* PROVIDED TEXT
Effective Date: January 05, 1995
Parties:

IBS Financial

Sectors: Chemicals
Governing Law:  United States
Exhibit A


CONFIDENTIAL - NOT TO BE REPRODUCED OR CIRCULATED


SEIDMAN INVESTMENT PARTNERSHIP, L.P.


A NEW JERSEY LIMITED PARTNERSHIP


PRIVATE PLACEMENT MEMORANDUM


LIMITED PARTNERSHIP INTEREST


JANUARY 5, 1995


THIS PRIVATE PLACEMENT MEMORANDUM HAS BEEN SUBMITTED TO YOU CONFIDENTIALLY IN CONNECTION WITH THE PRIVATE PLACEMENT OF LIMITED PARTNERSHIP INTERESTS AND DOES NOT CONSTITUTE AN OFFER TO SELL OR THE SOLICITATION OF AN OFFER TO BUY THE INTERESTS IN ANY STATE OR JURISDICTION IN WHICH THE OFFER OR SALE OF THE INTERESTS WOULD BE PROHIBITED OR TO ANY ENTITY OR INDIVIDUAL NOT POSSESSING THE QUALIFICATIONS DESCRIBED IN THIS MEMORANDUM.


For the information of:


Number


PRIVATE OFFERING TO QUALIFIED INVESTORS AND A LIMITED NUMBER OF NON-QUALIFIED INVESTORS


THE LIMITED PARTNERSHIP INTERESTS REFERRED TO IN THIS PRIVATE PLACEMENT MEMORANDUM HAVE NOT BEEN REGISTERED UNDER EITHER THE SECURITIES ACT OF 1933, AS AMENDED (THE "1933 ACT"), OR THE SECURITIES LAWS OF CERTAIN STATES AND ARE BEING OFFERED AND SOLD IN RELIANCE ON EXEMPTIONS FROM THE REGISTRATION REQUIREMENTS OF THE 1933 ACT AND THOSE LAWS. THE INTERESTS ARE SUBJECT TO RESTRICTIONS ON TRANSFERABILITY AND RESALE AND MAY NOT BE TRANSFERRED OR RESOLD EXCEPT AS PERMITTED UNDER THE 1933 ACT AND THE SECURITIES LAWS OF CERTAIN STATES PURSUANT TO REGISTRATION OR EXEMPTION FROM REGISTRATION. THE INTERESTS HAVE NOT BEEN APPROVED OR DISAPPROVED BY THE SECURITIES AND EXCHANGE COMMISSION, ANY STATE SECURITIES COMMISSION OR OTHER REGULATORY AUTHORITY, NOR HAS ANY OF THOSE AUTHORITIES PASSED UPON OR ENDORSED THE MERITS OF THIS OFFERING OR THE ACCURACY OR ADEQUACY OF THIS MEMORANDUM. ANY REPRESENTATION TO THE CONTRARY IS UNLAWFUL.

* DIRECTIVES
**a)** Copy the passage of the private placement memorandum between "A NEW JERSEY" and "IN THIS MEMORANDUM.", inclusive.
**b)** According to the private placement memorandum, in which state is Seidman Investment Partnership, L.P. a limited partnership?

Annotated coordinate listing:
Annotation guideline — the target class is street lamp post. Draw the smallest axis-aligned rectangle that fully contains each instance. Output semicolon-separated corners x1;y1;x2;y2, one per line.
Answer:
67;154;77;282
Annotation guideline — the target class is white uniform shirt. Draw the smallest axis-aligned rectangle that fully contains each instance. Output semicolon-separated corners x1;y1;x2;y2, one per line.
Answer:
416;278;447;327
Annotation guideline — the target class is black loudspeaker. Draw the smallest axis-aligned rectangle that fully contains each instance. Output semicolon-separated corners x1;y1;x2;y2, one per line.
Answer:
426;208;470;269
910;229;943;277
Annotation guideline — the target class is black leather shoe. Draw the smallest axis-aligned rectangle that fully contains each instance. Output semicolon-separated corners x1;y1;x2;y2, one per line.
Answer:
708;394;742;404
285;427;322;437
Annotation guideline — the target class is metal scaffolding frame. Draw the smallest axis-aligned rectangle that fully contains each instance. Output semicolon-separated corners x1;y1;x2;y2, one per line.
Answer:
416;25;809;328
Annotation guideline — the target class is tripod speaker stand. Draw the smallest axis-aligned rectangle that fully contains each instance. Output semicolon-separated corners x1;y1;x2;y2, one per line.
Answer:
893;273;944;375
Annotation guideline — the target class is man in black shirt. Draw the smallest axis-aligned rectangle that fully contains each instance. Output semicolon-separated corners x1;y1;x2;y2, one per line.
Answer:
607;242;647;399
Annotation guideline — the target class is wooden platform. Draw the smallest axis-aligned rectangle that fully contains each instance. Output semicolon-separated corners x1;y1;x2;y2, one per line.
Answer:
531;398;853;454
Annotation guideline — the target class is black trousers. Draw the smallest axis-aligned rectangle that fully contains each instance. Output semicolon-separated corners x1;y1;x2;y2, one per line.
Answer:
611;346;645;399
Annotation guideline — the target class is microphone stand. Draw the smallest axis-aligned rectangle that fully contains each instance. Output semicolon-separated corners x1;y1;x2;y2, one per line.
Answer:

* ANSWERS TO THE PROBLEMS
**a)**
A NEW JERSEY LIMITED PARTNERSHIP


PRIVATE PLACEMENT MEMORANDUM


LIMITED PARTNERSHIP INTEREST


JANUARY 5, 1995


THIS PRIVATE PLACEMENT MEMORANDUM HAS BEEN SUBMITTED TO YOU CONFIDENTIALLY IN CONNECTION WITH THE PRIVATE PLACEMENT OF LIMITED PARTNERSHIP INTERESTS AND DOES NOT CONSTITUTE AN OFFER TO SELL OR THE SOLICITATION OF AN OFFER TO BUY THE INTERESTS IN ANY STATE OR JURISDICTION IN WHICH THE OFFER OR SALE OF THE INTERESTS WOULD BE PROHIBITED OR TO ANY ENTITY OR INDIVIDUAL NOT POSSESSING THE QUALIFICATIONS DESCRIBED IN THIS MEMORANDUM.

**b)** New Jersey